*Bloque de texto:*
Como bien apunta el autor, las tecnologías y los nuevos medios de comunicación pueden ser de gran ayuda para entablar nuevos contactos, sin embargo, equipar la vida social con la cantidad de contactos virtuales es un malentendido. El engaño de las redes sociales consiste en ofrecer una fachada de conectividad constante y controlable, proporcionando a las personas la impresión de reconocimiento y aceptación social, a lo cual resulta fácil engancharse. La hipersocialidad y la hiperconexión permanente no contribuyen mucho al desarrollo de una personalidad madura, alejando a la persona de sí misma e impidiéndole mantener relaciones más profundas e íntimas.
La soledad de una persona adicta a las señales de reconocimiento todo el tiempo puede ser dolorosa y vacía, lo que provoca intentos cada vez más frenéticos de mantenerla a raya. La dependencia relacional y la "prostitución emocional", como la denomina el autor, son ejemplos extremos de cómo el miedo a la soledad puede llevar a uno. La hiperactividad de la sociedad moderna y el aumento de las adicciones, cada vez más sofisticadas, también pueden interpretarse como una forma de huir de esa soledad vacía y amenazadora.

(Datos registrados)
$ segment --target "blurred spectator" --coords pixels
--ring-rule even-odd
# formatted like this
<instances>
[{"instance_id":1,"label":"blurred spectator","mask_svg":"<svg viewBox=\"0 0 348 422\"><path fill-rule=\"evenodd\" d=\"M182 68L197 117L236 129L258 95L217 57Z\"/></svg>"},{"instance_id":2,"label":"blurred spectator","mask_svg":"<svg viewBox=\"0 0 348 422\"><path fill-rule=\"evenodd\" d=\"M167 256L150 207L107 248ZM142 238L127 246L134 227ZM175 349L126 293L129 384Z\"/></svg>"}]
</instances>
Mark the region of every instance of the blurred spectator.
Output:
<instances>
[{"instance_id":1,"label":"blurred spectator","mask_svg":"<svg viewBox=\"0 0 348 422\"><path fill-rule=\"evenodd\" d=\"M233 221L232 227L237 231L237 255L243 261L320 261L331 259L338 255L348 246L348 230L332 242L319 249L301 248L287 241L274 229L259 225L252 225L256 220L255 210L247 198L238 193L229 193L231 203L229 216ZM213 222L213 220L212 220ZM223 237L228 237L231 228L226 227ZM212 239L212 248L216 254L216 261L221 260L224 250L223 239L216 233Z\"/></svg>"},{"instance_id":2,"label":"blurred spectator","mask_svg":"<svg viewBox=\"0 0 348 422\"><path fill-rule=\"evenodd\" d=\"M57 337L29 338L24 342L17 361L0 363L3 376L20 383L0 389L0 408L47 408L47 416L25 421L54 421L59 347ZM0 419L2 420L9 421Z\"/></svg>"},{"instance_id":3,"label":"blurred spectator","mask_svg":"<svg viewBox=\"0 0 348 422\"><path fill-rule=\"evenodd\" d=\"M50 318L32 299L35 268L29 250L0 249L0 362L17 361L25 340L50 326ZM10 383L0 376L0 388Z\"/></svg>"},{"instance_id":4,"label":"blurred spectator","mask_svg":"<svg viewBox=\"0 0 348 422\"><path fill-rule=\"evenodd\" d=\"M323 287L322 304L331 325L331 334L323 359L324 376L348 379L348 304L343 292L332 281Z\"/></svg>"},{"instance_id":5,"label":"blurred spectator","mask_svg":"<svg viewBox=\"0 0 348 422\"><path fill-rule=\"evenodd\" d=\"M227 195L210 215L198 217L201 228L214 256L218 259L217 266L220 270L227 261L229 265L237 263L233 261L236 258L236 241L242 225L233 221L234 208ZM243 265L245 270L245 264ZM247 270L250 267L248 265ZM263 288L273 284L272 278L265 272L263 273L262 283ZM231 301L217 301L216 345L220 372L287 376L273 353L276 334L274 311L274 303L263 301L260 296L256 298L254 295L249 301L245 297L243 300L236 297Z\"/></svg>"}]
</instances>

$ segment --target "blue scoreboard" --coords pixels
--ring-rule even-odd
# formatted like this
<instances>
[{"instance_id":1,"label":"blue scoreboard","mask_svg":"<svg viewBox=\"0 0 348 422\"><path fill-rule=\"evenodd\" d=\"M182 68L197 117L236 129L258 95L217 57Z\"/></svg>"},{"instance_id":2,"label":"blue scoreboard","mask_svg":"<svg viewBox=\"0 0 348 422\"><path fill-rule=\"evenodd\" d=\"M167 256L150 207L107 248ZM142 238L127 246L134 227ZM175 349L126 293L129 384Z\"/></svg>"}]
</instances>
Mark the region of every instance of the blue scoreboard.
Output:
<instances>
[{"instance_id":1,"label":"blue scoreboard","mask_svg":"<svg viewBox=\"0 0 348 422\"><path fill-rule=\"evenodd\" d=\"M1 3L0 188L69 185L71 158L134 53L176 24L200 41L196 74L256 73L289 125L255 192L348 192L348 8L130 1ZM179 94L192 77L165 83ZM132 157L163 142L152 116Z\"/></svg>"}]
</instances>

*Tareas pendientes:*
1. Según el texto sobre la soledad, ¿en qué consiste el engaño de las redes sociales?
2. Por favor, prolonga el texto sobre la soledad desde el punto en que termina.

*Respuestas escritas:*
1. En ofrecer una fachada de conectividad constante y controlable que da a las personas la impresión de reconocimiento y aceptación social.

2.
No es de ayuda que la soledad en la cultura de hiperconexión se haya convertido en un tema tabú, algo mejor barrido bajo la alfombra. Hay personas que, no sin razón, se sienten excluidas, marginadas y ninguneadas. Los ancianos, al igual que los enfermos, se sienten como un estorbo, inútiles y privados de su dignidad humana, encerrados en centros de cuidado. La institucionalización y despersonalización de la vida moderna afecta a todos, pero son los más vulnerables quienes soportan el peso de la falta de empatía y responsabilidad de la sociedad actual. El aislamiento forzado puede ser angustiante y la soledad persistente puede llevar a problemas de salud. Incluso una soledad aparentemente voluntaria, surgida como reacción a la decepción o conflicto con los demás, tampoco redundará en beneficio personal. La idea de que uno puede eludir los problemas relacionales refugiándose en la soledad es engañosa, al igual que la tentativa de escapar de la soledad recurriendo a relaciones fortuitas o actividades desesperadas.
La soledad es una de las grandes cuestiones de la vida a la que todos nos enfrentaremos en algún momento. Del mismo modo en que reflexionar sobre la muerte nos lleva a centrarnos en la vida, plantear la soledad nos conduce inevitablemente a pensar en las relaciones. Los conflictos no resueltos en uno de los dos aspectos de nuestra existencia se reflejarán en el otro. El ser humano está siempre en relación con el mundo, con los demás y consigo mismo. La soledad dolorosa y triste puede considerarse como un síntoma de los problemas en todas y cada una de estas áreas. La sociedad, que promueve la hiperconexión y al mismo tiempo socava las relaciones profundas, produce individuos ineficientes en su desarrollo personal y emocional.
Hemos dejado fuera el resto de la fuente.